§ Problem description: Add 106 to every coordinate in the answer outlines and write out everything from the line containing "Return the mask of every instance of the standing" down to the line containing "130], [388, 125]]", both ends included. Copy every other line in that span unchanged, including the sample layout coordinates.

[START]

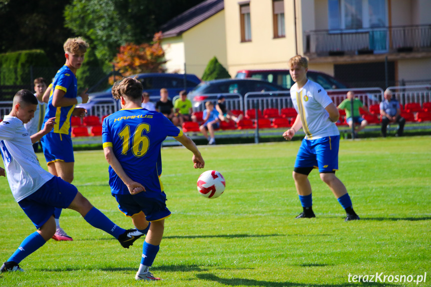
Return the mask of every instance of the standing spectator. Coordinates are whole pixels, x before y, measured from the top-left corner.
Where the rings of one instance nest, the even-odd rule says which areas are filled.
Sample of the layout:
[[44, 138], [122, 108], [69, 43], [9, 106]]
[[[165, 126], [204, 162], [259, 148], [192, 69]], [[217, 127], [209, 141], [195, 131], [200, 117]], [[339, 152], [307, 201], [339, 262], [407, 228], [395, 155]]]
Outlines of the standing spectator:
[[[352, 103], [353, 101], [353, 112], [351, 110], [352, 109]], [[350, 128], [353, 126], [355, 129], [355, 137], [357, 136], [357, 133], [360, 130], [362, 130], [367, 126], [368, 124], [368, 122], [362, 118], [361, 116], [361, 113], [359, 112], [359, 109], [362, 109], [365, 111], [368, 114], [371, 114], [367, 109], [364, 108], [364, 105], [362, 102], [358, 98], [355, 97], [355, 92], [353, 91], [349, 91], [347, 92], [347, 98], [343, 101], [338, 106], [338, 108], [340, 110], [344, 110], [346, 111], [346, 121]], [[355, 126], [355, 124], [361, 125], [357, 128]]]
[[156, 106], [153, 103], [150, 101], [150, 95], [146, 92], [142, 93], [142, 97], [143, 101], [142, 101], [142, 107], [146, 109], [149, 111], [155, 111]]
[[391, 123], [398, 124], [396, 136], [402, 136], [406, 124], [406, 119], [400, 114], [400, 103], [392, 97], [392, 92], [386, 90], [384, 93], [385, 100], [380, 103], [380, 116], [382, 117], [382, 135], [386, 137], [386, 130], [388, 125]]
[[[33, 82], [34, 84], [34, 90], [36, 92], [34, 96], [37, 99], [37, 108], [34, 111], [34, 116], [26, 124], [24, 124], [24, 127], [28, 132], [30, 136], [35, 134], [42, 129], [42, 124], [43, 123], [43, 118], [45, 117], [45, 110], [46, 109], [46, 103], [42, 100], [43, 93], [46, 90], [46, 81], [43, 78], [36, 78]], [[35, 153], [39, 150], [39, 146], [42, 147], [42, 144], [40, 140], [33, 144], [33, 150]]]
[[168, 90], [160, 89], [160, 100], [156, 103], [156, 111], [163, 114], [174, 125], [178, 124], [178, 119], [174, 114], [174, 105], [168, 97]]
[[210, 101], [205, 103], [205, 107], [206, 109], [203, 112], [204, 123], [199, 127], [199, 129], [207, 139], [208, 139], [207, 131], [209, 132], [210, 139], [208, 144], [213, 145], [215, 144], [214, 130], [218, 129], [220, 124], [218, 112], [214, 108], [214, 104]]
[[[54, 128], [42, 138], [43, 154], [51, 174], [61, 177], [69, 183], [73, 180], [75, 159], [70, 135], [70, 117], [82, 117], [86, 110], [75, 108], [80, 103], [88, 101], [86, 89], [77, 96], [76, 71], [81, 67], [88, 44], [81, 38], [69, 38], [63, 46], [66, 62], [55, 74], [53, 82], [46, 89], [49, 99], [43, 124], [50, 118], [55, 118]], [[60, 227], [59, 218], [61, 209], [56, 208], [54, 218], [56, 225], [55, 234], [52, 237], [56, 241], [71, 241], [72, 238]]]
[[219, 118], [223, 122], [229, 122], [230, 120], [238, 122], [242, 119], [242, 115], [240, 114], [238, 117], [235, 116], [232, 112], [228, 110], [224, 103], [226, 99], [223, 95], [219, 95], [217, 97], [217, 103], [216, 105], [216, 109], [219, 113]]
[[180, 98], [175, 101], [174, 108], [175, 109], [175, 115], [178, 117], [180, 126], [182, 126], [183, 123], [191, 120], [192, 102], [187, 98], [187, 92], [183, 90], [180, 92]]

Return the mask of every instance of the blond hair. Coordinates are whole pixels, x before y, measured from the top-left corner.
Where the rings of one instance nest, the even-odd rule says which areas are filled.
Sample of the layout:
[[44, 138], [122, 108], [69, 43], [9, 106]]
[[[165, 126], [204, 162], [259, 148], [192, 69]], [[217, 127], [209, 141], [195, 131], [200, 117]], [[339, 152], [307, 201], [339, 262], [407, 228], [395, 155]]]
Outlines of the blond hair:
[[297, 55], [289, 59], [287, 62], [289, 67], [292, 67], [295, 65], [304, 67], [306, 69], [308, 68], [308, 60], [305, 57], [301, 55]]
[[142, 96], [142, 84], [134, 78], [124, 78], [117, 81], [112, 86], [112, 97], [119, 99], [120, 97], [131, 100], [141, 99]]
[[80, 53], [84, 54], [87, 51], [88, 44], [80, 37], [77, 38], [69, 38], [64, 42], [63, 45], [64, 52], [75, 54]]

[END]
[START]

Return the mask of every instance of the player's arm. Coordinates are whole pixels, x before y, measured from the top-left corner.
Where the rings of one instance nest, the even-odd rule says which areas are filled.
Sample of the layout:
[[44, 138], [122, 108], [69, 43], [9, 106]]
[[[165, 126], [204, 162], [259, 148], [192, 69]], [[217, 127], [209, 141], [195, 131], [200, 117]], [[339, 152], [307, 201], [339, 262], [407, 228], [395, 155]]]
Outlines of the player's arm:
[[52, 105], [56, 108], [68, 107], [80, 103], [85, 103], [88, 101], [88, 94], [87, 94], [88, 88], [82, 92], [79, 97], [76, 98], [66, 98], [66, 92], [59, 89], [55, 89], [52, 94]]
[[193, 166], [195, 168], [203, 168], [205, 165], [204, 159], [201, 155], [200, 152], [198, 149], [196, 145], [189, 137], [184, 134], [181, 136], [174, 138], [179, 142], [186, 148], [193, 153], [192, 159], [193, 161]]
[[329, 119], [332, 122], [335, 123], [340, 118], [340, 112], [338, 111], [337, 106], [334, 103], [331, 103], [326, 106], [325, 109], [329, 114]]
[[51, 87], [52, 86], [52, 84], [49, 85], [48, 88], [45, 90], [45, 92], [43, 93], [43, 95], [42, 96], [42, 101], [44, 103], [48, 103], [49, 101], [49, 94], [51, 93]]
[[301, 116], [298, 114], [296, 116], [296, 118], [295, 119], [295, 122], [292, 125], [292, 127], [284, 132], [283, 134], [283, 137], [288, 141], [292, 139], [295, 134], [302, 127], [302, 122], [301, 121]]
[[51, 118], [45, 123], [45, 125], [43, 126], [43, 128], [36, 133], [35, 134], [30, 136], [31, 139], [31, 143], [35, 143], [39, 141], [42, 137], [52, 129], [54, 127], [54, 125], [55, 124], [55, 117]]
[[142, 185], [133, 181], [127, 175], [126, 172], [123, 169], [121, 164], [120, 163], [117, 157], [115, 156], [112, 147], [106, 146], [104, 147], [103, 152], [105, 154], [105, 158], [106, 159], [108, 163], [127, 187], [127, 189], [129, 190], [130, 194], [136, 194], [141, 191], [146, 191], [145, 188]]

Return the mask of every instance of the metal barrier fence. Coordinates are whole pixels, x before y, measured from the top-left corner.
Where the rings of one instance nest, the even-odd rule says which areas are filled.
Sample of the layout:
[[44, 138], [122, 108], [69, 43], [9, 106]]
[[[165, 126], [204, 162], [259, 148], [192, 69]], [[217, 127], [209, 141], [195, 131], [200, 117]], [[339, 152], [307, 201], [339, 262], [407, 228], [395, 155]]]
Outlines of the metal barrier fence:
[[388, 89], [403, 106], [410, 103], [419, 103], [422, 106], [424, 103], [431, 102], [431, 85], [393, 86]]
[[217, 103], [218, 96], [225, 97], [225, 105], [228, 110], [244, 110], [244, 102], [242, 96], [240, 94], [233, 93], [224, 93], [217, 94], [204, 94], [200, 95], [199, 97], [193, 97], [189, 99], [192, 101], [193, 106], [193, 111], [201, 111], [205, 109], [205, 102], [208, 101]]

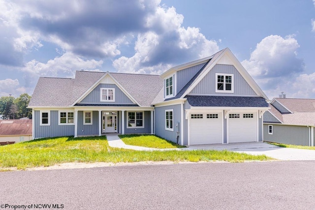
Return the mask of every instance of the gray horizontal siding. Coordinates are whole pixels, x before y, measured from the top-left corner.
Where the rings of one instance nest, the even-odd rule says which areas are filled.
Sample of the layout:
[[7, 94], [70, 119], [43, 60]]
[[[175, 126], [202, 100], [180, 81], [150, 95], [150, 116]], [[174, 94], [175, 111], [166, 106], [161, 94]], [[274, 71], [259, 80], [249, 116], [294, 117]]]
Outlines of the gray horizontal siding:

[END]

§ Output below:
Return the mask of every instance of the standing spectator. Coordinates are whole pixels, x before y, measured from the top-left corner.
Where the rings of one instance nest, the even-odd rule says which areas are filled.
Sample of the layout:
[[44, 138], [122, 108], [69, 43], [9, 106]]
[[[165, 126], [204, 162], [259, 148], [192, 69]], [[217, 127], [209, 141], [195, 131], [200, 117]], [[339, 152], [307, 201], [339, 262], [407, 228], [395, 155]]]
Outlines of the standing spectator:
[[[458, 209], [459, 207], [459, 218], [457, 216], [458, 215]], [[456, 234], [459, 232], [461, 235], [461, 243], [463, 242], [463, 239], [466, 236], [468, 236], [473, 232], [474, 230], [474, 228], [468, 224], [467, 222], [467, 219], [465, 218], [465, 215], [468, 215], [471, 217], [474, 220], [477, 220], [473, 215], [470, 214], [470, 211], [468, 208], [464, 204], [461, 203], [461, 198], [459, 197], [455, 197], [453, 198], [453, 204], [449, 207], [444, 212], [444, 214], [446, 216], [450, 216], [452, 217], [452, 227]], [[461, 232], [461, 230], [467, 231], [463, 234]]]
[[262, 212], [259, 209], [256, 207], [256, 201], [252, 198], [248, 199], [248, 203], [249, 207], [248, 207], [248, 213], [252, 215], [255, 217], [261, 217]]
[[497, 229], [504, 230], [502, 242], [508, 242], [512, 230], [512, 225], [506, 220], [506, 209], [498, 203], [498, 198], [492, 196], [490, 199], [491, 206], [486, 209], [486, 222], [488, 223], [488, 241], [492, 243], [492, 236], [494, 231]]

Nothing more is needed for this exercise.